━━━ DATASET RECORDS

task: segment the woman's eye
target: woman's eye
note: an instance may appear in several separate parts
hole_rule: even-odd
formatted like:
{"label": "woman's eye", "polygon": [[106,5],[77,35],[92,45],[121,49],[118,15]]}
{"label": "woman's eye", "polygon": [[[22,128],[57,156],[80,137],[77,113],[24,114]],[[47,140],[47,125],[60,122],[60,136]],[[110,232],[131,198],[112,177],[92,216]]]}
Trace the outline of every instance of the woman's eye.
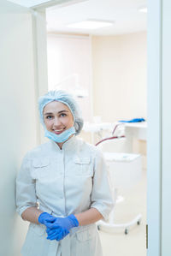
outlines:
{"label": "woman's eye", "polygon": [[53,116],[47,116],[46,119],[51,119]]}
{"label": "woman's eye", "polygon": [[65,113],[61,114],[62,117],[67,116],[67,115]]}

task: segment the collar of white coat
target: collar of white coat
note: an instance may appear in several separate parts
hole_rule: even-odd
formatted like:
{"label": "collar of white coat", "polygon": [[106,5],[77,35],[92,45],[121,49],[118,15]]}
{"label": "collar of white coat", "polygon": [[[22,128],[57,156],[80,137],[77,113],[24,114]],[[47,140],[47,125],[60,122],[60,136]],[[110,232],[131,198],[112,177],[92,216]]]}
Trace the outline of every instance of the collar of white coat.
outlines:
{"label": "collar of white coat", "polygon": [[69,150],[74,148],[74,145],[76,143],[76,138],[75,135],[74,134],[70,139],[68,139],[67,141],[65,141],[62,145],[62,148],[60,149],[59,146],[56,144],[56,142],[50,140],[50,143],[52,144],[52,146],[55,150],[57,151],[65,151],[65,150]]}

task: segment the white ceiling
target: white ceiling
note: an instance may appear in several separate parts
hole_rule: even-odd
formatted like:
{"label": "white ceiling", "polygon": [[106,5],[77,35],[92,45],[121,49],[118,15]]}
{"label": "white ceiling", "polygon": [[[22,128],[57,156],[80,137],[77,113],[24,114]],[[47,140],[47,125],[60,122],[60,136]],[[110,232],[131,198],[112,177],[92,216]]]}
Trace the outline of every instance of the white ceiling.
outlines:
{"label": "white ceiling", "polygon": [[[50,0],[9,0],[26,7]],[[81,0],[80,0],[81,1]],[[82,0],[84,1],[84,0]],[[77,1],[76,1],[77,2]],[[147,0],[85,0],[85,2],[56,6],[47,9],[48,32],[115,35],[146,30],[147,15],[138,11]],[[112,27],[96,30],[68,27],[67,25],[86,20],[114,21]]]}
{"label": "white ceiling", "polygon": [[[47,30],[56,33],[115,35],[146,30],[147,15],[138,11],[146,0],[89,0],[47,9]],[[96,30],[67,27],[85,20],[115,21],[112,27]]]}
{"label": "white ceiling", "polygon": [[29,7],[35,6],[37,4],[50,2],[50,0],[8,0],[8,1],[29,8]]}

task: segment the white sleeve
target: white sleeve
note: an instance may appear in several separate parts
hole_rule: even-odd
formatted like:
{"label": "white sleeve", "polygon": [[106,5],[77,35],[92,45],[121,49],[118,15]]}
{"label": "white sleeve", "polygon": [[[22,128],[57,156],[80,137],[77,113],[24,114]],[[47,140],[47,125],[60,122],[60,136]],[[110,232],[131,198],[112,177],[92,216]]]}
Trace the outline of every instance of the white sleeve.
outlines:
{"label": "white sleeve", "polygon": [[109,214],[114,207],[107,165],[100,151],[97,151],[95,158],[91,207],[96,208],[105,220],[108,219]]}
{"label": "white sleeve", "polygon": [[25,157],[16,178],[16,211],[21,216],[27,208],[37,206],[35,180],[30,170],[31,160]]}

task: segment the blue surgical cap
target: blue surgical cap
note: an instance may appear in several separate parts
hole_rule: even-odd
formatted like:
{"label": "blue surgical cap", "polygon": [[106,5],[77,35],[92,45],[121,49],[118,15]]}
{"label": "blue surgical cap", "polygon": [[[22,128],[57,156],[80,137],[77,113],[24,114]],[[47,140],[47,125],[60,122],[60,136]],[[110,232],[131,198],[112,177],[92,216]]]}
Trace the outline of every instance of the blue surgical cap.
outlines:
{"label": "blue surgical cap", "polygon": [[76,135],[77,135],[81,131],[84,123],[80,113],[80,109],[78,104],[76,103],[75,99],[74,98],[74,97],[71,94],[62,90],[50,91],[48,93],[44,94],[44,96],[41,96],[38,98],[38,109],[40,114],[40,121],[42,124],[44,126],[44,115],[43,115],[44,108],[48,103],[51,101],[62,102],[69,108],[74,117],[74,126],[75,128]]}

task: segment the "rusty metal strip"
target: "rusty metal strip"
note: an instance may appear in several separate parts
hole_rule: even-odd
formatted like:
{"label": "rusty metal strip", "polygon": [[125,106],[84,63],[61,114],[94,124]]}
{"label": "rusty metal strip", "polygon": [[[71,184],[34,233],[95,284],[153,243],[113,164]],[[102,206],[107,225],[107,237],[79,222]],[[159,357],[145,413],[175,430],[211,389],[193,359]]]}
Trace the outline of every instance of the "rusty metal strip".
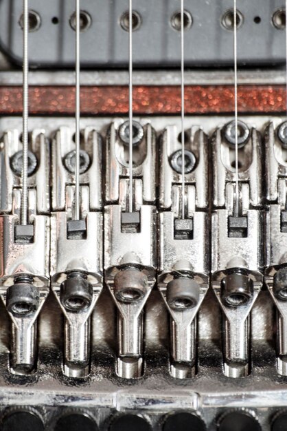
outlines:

━━━━━━

INSTRUCTIONS FOR THE TASK: Update all of the entries above by replacing "Trace the outline of every instance of" with "Draw a polygon around each instance of" and leaving everything else unchanged. Omit the pictures from your answer.

RESULT BELOW:
task: segment the woman's eye
target: woman's eye
note: an instance may appear in several separate parts
hole_rule: even-odd
formatted like:
{"label": "woman's eye", "polygon": [[106,5],[77,35],[92,45],[121,49],[118,15]]}
{"label": "woman's eye", "polygon": [[[22,128],[57,156],[80,137],[77,113],[24,114]],[[47,140],[47,125],[60,122],[60,136]],[[110,232],[131,198],[112,177],[92,216]]]}
Draw a polygon around each instance of the woman's eye.
outlines:
{"label": "woman's eye", "polygon": [[53,116],[47,116],[46,119],[51,119]]}
{"label": "woman's eye", "polygon": [[65,113],[61,114],[62,117],[67,116],[67,115]]}

task: segment the collar of white coat
target: collar of white coat
note: an instance may appear in several separate parts
hole_rule: even-odd
formatted like:
{"label": "collar of white coat", "polygon": [[106,5],[77,35],[92,45],[121,49],[118,15]]}
{"label": "collar of white coat", "polygon": [[[22,128],[57,156],[80,137],[77,113],[24,114]],[[47,140],[47,125],[60,122],[60,136]],[[110,232],[131,198],[112,177],[92,216]]]}
Draw a polygon around each instance of the collar of white coat.
outlines:
{"label": "collar of white coat", "polygon": [[69,150],[74,148],[74,145],[76,143],[76,138],[75,135],[74,134],[70,139],[68,139],[67,141],[65,141],[62,145],[62,148],[60,149],[59,146],[56,144],[56,142],[50,140],[50,143],[52,144],[52,146],[55,150],[57,151],[65,151],[65,150]]}

task: segment the white ceiling
target: white ceiling
note: an instance may appear in several separate parts
hole_rule: even-odd
formatted like:
{"label": "white ceiling", "polygon": [[106,5],[77,35],[92,45],[121,49],[118,15]]}
{"label": "white ceiling", "polygon": [[[22,128],[57,156],[80,137],[77,113],[24,114]],[[47,140],[47,125],[60,122],[60,136]],[[110,232],[131,198],[112,177],[92,216]]]}
Draw a polygon around each instance of the white ceiling.
outlines:
{"label": "white ceiling", "polygon": [[[50,0],[9,0],[26,7]],[[81,0],[80,0],[81,1]],[[82,0],[84,1],[84,0]],[[77,1],[76,1],[77,2]],[[147,0],[85,0],[85,2],[56,6],[47,9],[48,32],[115,35],[146,30],[147,15],[138,11]],[[112,27],[96,30],[68,27],[67,25],[86,20],[114,21]]]}
{"label": "white ceiling", "polygon": [[[47,30],[56,33],[115,35],[146,30],[147,15],[138,11],[146,0],[89,0],[47,9]],[[96,30],[67,27],[85,20],[115,21],[112,27]]]}
{"label": "white ceiling", "polygon": [[29,7],[35,6],[37,4],[50,2],[50,0],[8,0],[8,1],[29,8]]}

task: segment the white sleeve
target: white sleeve
note: an instance may appear in several separate parts
hole_rule: even-odd
formatted like:
{"label": "white sleeve", "polygon": [[106,5],[77,35],[92,45],[121,49],[118,15]]}
{"label": "white sleeve", "polygon": [[[22,128],[57,156],[80,137],[77,113],[24,114]],[[47,140],[47,125],[60,122],[60,136]],[[110,232],[131,198],[112,177],[92,216]]]}
Draw a polygon around each instance of the white sleeve.
outlines:
{"label": "white sleeve", "polygon": [[109,214],[114,207],[107,165],[100,151],[97,151],[95,158],[91,207],[96,208],[105,220],[108,219]]}
{"label": "white sleeve", "polygon": [[25,157],[16,178],[16,211],[21,216],[27,208],[37,206],[35,180],[30,170],[31,160]]}

task: segment the blue surgical cap
target: blue surgical cap
note: an instance may appear in several separate parts
hole_rule: even-odd
formatted like:
{"label": "blue surgical cap", "polygon": [[106,5],[77,35],[92,45],[121,49],[118,15]]}
{"label": "blue surgical cap", "polygon": [[[22,128],[57,156],[80,137],[77,113],[24,114]],[[47,140],[47,125],[60,122],[60,136]],[[110,232],[131,198],[112,177],[92,216]]]}
Draw a polygon around each instance of the blue surgical cap.
outlines:
{"label": "blue surgical cap", "polygon": [[76,135],[77,135],[81,131],[84,123],[80,113],[80,109],[78,104],[76,103],[75,99],[74,98],[74,97],[71,94],[62,90],[50,91],[48,93],[44,94],[44,96],[41,96],[38,98],[38,109],[40,114],[40,121],[42,124],[44,126],[44,115],[43,115],[44,108],[48,103],[51,101],[62,102],[69,108],[74,117],[74,126],[75,128]]}

task: segment the "rusty metal strip"
target: "rusty metal strip"
note: an instance may appear in several separate parts
hole_rule: even-odd
formatted like:
{"label": "rusty metal strip", "polygon": [[125,106],[84,63],[61,114],[94,124]]}
{"label": "rusty metal strip", "polygon": [[[71,184],[34,233],[95,284],[153,243],[113,164]],[[102,206],[107,225],[107,237],[79,222]],[[159,357],[145,413],[175,430],[211,389],[193,359]]]}
Draw a polygon around each instance of the "rusty metal strip".
outlines:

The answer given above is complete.